• _BRIEF_
Copy out each line below containing "target".

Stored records
[Start of Attachment]

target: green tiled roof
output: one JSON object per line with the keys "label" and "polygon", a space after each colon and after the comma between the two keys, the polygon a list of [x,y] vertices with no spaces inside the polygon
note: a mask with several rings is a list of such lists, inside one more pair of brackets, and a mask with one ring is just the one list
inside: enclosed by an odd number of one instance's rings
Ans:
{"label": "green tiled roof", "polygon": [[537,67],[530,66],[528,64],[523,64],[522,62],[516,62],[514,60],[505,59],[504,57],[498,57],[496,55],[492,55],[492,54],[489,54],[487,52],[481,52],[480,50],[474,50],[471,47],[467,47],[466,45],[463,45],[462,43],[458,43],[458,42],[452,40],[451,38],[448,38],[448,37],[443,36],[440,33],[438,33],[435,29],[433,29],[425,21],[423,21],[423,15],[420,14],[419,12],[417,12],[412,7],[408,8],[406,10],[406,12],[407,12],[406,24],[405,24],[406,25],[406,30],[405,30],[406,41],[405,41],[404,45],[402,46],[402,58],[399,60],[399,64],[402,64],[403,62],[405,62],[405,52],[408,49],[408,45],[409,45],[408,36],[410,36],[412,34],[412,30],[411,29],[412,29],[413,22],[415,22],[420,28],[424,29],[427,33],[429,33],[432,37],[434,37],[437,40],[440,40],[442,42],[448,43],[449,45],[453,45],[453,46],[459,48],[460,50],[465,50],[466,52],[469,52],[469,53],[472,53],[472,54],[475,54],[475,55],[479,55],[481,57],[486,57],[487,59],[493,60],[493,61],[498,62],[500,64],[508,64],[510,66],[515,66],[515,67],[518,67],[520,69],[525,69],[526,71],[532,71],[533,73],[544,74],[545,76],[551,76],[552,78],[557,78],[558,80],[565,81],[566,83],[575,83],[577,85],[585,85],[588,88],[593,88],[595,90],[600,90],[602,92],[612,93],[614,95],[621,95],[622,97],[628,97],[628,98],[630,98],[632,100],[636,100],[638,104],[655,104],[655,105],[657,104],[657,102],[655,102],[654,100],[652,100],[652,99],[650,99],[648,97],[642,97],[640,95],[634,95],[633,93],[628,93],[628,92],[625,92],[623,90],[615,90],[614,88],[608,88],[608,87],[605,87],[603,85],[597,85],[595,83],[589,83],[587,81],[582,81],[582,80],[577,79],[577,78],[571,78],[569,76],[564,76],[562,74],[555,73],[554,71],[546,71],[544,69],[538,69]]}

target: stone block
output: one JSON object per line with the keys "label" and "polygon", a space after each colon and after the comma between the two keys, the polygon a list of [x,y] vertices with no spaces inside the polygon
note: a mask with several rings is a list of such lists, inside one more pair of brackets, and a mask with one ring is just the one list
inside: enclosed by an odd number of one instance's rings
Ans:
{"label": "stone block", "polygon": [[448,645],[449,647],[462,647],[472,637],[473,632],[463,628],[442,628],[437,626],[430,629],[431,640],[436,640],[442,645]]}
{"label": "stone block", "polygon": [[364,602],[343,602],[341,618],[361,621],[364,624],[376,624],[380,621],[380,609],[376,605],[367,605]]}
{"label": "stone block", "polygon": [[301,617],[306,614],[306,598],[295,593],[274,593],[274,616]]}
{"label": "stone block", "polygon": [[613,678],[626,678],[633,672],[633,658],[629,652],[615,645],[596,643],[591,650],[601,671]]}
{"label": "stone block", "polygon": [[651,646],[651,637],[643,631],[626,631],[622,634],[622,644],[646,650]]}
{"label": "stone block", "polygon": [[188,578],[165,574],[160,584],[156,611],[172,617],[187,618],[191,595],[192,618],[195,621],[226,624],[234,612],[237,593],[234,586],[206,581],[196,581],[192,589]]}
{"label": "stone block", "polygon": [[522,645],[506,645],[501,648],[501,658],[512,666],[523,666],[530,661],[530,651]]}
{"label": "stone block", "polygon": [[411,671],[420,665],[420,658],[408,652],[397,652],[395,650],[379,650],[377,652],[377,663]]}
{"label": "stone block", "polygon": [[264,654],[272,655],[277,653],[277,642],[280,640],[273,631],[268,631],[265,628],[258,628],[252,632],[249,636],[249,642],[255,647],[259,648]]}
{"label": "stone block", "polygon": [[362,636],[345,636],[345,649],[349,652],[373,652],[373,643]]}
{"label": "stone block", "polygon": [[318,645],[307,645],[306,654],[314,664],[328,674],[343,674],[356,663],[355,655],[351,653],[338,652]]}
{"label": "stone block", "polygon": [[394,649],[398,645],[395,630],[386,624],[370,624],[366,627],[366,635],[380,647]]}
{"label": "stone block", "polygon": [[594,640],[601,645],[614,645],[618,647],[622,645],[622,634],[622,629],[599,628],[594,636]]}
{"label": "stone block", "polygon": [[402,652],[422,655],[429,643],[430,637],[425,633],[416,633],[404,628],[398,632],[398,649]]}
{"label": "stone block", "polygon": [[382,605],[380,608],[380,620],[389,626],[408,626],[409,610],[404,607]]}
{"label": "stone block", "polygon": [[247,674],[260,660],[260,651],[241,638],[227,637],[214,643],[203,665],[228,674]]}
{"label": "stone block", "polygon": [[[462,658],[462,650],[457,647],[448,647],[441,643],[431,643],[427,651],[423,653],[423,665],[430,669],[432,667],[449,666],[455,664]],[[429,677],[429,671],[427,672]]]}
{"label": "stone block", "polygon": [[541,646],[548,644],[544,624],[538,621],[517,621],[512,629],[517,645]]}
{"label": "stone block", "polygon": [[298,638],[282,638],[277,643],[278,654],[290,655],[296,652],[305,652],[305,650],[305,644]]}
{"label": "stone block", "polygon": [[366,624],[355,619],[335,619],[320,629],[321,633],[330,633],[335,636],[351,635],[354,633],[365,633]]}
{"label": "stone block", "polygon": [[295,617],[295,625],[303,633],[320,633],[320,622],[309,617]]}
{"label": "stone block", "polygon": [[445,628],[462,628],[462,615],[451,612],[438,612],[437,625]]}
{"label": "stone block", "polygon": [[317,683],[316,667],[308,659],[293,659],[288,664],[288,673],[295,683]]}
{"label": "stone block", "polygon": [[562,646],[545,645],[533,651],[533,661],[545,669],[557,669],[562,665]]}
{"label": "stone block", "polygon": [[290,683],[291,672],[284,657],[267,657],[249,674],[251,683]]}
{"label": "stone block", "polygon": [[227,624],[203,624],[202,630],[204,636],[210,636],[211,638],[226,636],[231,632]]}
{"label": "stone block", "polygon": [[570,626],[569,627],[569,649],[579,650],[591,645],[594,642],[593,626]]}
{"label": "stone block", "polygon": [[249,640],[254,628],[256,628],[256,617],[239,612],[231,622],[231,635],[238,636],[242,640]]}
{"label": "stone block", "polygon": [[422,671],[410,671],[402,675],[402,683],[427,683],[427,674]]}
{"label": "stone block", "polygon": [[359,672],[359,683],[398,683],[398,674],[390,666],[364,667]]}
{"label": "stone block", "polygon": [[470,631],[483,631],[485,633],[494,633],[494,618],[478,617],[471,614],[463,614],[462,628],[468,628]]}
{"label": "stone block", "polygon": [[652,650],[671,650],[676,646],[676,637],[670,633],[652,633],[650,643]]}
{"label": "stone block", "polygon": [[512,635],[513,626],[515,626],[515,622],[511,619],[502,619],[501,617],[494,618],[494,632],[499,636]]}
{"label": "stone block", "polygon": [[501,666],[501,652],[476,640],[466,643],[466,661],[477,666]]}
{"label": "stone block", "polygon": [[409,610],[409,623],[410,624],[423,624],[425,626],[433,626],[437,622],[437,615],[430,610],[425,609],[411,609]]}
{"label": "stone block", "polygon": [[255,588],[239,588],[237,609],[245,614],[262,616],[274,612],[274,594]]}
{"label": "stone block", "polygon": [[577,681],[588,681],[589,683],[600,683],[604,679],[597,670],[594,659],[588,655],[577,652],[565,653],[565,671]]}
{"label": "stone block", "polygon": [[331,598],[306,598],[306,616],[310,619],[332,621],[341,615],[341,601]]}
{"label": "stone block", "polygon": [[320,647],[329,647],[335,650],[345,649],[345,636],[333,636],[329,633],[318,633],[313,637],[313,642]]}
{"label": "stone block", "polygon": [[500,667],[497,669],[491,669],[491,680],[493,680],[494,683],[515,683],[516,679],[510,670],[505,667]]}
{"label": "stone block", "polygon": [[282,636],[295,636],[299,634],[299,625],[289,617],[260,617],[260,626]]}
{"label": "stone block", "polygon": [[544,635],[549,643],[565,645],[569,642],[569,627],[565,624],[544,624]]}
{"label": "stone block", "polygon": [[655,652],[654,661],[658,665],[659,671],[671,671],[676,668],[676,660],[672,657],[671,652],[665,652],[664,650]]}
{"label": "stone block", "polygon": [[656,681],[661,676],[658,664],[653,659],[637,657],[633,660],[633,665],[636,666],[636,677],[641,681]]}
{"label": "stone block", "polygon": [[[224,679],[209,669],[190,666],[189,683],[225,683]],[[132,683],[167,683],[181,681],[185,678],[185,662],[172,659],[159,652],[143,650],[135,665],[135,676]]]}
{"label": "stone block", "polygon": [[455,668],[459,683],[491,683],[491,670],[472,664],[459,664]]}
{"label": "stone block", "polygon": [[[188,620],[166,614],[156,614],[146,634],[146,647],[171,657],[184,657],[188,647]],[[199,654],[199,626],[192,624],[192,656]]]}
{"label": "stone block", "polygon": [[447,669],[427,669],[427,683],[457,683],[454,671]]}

[End of Attachment]

• _YOUR SOLUTION_
target: green tiled roof
target: stone block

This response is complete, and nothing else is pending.